WHAT THE EXERCISE ASKS →
Replicate the data exactly, every line included.

RAW DATA →
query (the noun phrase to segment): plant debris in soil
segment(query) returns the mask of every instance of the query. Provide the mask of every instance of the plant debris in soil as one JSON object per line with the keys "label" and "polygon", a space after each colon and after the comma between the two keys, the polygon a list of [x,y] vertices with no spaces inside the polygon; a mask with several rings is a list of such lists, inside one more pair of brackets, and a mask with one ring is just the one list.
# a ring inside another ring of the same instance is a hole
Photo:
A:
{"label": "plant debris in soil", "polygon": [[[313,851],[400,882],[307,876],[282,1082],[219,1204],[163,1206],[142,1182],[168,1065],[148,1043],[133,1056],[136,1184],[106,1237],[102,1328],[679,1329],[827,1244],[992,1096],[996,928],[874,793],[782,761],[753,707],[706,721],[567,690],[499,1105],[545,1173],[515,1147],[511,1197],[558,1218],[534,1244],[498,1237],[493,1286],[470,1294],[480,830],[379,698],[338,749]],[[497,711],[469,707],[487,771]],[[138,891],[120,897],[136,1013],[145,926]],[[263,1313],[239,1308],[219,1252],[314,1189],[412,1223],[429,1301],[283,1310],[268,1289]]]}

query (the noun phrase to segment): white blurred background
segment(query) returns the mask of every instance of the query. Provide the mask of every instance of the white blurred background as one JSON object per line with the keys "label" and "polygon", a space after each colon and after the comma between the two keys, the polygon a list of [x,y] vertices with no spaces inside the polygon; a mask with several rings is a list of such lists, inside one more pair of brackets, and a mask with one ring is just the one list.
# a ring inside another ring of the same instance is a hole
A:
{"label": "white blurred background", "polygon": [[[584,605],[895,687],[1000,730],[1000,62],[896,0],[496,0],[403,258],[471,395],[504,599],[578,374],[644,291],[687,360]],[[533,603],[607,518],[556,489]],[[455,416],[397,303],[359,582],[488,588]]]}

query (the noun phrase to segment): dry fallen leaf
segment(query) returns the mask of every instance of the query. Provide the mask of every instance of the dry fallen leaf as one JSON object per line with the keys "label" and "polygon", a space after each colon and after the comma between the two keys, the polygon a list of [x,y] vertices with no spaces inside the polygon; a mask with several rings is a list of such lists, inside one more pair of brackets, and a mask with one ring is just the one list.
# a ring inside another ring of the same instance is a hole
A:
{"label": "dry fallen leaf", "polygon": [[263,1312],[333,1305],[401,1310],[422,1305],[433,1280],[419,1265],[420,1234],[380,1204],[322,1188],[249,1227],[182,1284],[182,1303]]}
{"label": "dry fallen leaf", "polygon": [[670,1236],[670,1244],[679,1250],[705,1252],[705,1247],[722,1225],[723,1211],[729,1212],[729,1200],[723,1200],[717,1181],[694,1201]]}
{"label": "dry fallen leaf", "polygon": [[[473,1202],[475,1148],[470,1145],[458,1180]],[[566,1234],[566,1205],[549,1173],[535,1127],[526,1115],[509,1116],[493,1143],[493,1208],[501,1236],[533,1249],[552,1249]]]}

EXPECTED OUTPUT →
query (the noun phrase to segment): plant debris in soil
segment(query) returns the mask of every instance of the query. Provide the mask of every instance of the plant debris in soil as one JSON object per line with the keys "label" and "polygon", a space after each colon and after the comma between the two keys, the polygon a list of [x,y] vertices with no spaces inside the polygon; a mask with several rings is a list of such lists, inside one more pair of brackets, and a mask with one ring is just the one list.
# a ring inside another ring of the same instance is a hole
Photo:
A:
{"label": "plant debris in soil", "polygon": [[[313,851],[400,882],[307,876],[282,1082],[219,1204],[163,1206],[142,1182],[168,1065],[148,1043],[133,1056],[136,1184],[106,1237],[102,1328],[679,1329],[827,1244],[992,1096],[996,928],[874,793],[782,761],[753,707],[706,721],[567,690],[499,1105],[545,1173],[515,1147],[511,1197],[558,1218],[534,1244],[498,1237],[493,1286],[470,1294],[480,830],[379,698],[338,749]],[[497,711],[469,707],[487,771]],[[138,891],[120,897],[136,1013],[145,926]],[[263,1313],[239,1308],[219,1252],[314,1189],[412,1223],[429,1301],[283,1310],[268,1289]]]}

query (the noun phrase to segment): white blurred background
segment(query) returns the mask of every instance of the query. Provide the mask of every instance of the white blurred background as one JSON object per line with the keys "label" and "polygon", a space after each colon and after the comma between the two keys, the polygon a list of [x,y] vertices with no spaces inside the polygon; a mask with several rings is a list of such lists, inside one more pair of brackets, and a mask with one ring is just the one list.
# a ring inside another ring of the same instance is a hole
A:
{"label": "white blurred background", "polygon": [[[584,605],[895,687],[1000,730],[1000,62],[896,0],[496,0],[403,258],[471,395],[504,599],[578,374],[644,291],[687,360]],[[533,603],[607,518],[556,489]],[[455,416],[397,303],[359,582],[488,588]]]}

query (the noun phrase to segment): dry fallen leaf
segment(query) returns the mask of every instance of the query. Provide the mask of every instance of the dry fallen leaf as one JSON object per line with the keys "label" and "polygon", a space after each colon and after the comma between the two keys, the polygon a list of [x,y] vertices with no spaces inside the polygon; a mask with several rings is a list of such lists, inside one more pair of brackets, and a mask with one ring is just the one list.
# a ring inside another ring of the same instance is a hole
A:
{"label": "dry fallen leaf", "polygon": [[263,1312],[333,1305],[401,1310],[422,1305],[433,1280],[419,1265],[420,1234],[380,1204],[322,1188],[249,1227],[182,1284],[182,1303]]}
{"label": "dry fallen leaf", "polygon": [[670,1236],[670,1244],[679,1250],[705,1252],[705,1247],[722,1225],[723,1211],[729,1212],[729,1200],[723,1200],[717,1181],[694,1201]]}
{"label": "dry fallen leaf", "polygon": [[[473,1202],[475,1148],[470,1145],[458,1180]],[[566,1234],[566,1205],[549,1173],[535,1127],[526,1115],[509,1116],[493,1143],[493,1208],[501,1236],[533,1249],[552,1249]]]}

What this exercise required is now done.